OBJECTIVES:
• A. In the satellite-scraping question, how does the writer currently record the four values?
• B. Continue the satellite-scraping question from where it stops.

READING TEXT:
########

问题
I would like to grab satellite positions from the page(s) below, but I'm not sure if scraping is appropriate because the page appears to be updating itself every second using some internal code (it keeps updating after I disconnect from the internet). Background information can be found in my question at Space Stackexchange: A nicer way to download the positions of the Orbcomm-2 satellites.
I need a "snapshot" of four items simultaneously:
- UTC time
- latitude
- longitude
- altitude
Right now I use screen shots and manual typing. Since these values are being updated by the page - is conventional web-scraping going to work here? I found a "screen-scraping" tag, should I try to learn about that instead?
I'm looking for the simplest solution to get those four values, I wonder if I can just use urllib
or urllib2
and avoid installing something new?

########

RAW RECORDS:

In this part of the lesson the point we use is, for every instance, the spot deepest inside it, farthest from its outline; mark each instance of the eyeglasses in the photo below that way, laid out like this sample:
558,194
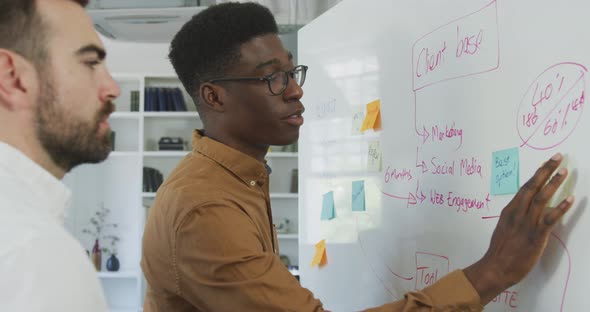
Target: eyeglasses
277,81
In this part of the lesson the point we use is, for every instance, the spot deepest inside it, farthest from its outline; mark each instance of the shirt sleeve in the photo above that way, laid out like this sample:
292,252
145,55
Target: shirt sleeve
221,266
49,273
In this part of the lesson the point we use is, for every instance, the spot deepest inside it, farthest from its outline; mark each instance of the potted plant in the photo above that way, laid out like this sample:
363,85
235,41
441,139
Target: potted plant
97,227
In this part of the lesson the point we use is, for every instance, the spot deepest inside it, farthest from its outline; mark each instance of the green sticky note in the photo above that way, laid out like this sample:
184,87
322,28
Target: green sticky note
505,172
358,195
374,157
328,206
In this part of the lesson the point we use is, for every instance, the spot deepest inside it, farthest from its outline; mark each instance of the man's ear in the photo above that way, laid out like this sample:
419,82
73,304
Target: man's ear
16,75
213,97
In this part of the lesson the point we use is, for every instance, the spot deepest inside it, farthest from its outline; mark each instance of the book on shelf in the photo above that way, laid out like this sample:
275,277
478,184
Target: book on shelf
171,144
152,179
134,101
164,100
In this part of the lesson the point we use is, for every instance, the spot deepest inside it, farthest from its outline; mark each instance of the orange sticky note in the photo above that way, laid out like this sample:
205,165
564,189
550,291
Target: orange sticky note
321,257
373,117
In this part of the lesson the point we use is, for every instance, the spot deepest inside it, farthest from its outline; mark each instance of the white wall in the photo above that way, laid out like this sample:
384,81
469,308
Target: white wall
131,57
152,58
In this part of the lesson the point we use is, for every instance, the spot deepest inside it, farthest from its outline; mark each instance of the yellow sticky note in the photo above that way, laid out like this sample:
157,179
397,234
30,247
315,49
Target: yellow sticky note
374,157
320,258
373,117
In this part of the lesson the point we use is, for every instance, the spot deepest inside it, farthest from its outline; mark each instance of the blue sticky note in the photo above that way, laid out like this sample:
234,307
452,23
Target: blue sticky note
358,195
328,206
505,172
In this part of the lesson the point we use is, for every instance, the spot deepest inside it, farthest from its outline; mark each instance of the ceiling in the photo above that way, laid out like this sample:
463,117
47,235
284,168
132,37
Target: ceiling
159,20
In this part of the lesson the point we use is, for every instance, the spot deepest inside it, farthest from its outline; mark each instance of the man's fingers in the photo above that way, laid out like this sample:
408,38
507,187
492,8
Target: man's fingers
536,182
553,215
541,199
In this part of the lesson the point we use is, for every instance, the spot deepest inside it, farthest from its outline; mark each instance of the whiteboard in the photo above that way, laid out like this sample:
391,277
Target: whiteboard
457,81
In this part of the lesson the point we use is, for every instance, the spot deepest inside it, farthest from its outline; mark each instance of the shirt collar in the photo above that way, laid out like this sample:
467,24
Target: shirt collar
247,168
27,181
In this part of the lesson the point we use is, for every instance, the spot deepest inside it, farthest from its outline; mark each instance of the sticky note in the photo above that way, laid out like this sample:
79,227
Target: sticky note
374,157
328,206
358,195
358,117
505,171
373,117
321,257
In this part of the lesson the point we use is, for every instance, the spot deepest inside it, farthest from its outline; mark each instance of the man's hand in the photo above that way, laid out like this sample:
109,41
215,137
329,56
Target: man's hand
521,234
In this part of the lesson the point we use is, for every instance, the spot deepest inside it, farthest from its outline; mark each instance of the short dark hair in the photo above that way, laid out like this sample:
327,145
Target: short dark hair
209,44
22,29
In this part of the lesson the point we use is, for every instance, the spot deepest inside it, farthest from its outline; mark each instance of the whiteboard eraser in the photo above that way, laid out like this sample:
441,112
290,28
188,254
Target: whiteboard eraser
567,186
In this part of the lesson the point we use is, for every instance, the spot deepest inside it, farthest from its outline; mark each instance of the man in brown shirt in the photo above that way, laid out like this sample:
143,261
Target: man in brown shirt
209,243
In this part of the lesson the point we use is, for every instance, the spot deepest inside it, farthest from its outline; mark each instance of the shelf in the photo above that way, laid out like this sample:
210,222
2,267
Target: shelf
121,274
284,195
166,153
124,115
171,114
281,155
148,195
127,78
126,309
288,236
123,154
272,195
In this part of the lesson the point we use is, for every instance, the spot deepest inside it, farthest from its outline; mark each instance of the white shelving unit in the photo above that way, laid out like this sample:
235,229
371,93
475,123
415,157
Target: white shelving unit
117,183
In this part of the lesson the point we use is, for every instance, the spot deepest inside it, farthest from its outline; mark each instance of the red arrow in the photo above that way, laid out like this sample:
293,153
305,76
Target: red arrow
411,198
425,135
423,164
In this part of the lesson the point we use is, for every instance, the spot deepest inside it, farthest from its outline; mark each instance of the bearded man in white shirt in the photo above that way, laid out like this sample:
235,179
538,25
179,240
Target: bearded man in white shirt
55,97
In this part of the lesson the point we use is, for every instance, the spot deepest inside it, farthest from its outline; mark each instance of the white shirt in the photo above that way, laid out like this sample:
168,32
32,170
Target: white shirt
42,267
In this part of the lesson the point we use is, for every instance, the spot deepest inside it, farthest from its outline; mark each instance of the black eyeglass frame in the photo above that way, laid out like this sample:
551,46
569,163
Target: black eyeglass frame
268,78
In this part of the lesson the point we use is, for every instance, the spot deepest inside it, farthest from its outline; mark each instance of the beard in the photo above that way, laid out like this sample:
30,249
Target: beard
70,141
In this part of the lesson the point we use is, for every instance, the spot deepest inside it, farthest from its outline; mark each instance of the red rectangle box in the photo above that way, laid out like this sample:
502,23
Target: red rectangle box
464,47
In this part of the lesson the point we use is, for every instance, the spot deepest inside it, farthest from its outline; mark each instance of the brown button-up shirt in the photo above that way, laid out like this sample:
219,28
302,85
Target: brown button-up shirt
209,244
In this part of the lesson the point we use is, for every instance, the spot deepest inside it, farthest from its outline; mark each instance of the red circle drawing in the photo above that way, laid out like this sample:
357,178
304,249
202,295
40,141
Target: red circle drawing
552,106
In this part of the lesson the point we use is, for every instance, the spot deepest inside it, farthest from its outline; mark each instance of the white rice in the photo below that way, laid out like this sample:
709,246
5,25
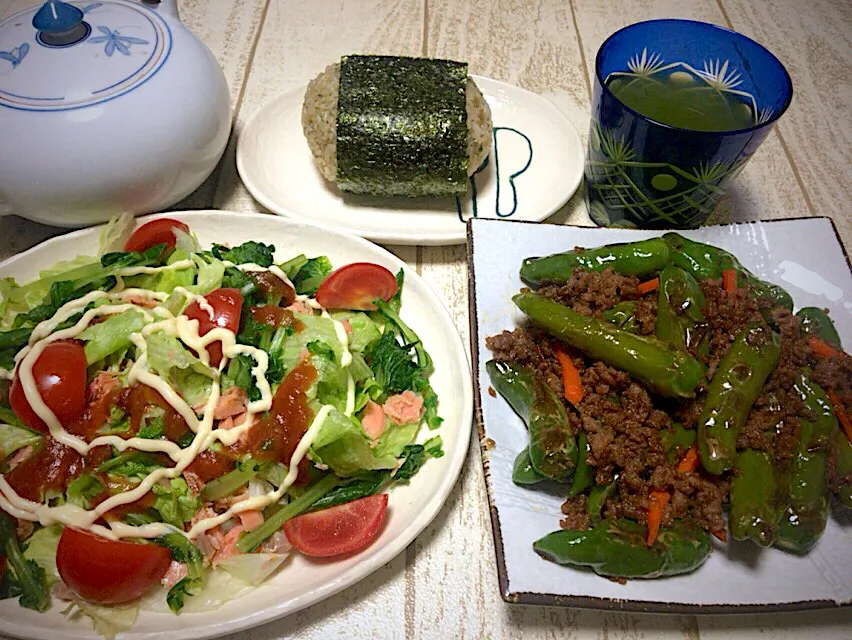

########

ANSWER LIST:
• A. With screen shots and manual typing.

• B.
example page: http://www.satview.org/?sat_id=41186U I need to do 41179U through 41189U (the eleven Orbcomm-2 satellites that SpaceX just put in orbit)
回答1:
One option would be to fire up a real browser and continuously poll the position in an endless loop:
import time
from selenium import webdriver
driver = webdriver.Firefox()
driver.get("http://www.satview.org/?sat_id=41186U")
while True:
location = driver.find_element_by_css_selector("#sat_latlon .texto_track2").text
latitude, longitude = location.split("\n")[:2]
print(latitude, longitude)
time.sleep(1)
Sample output:
(u'-16.57', u'66.63')
(u'-16.61', u'66.67')
...
Here we are using selenium and Firefox - there are multiple drivers for different browsers including headless, like PhantomJS.
回答2:
no need to scrape. Just look at the source html of that page and copy/paste the javascript code. None of the positions are fetched remotely...they're all calculated on the fly in the page. So just grab the code and run it yourself!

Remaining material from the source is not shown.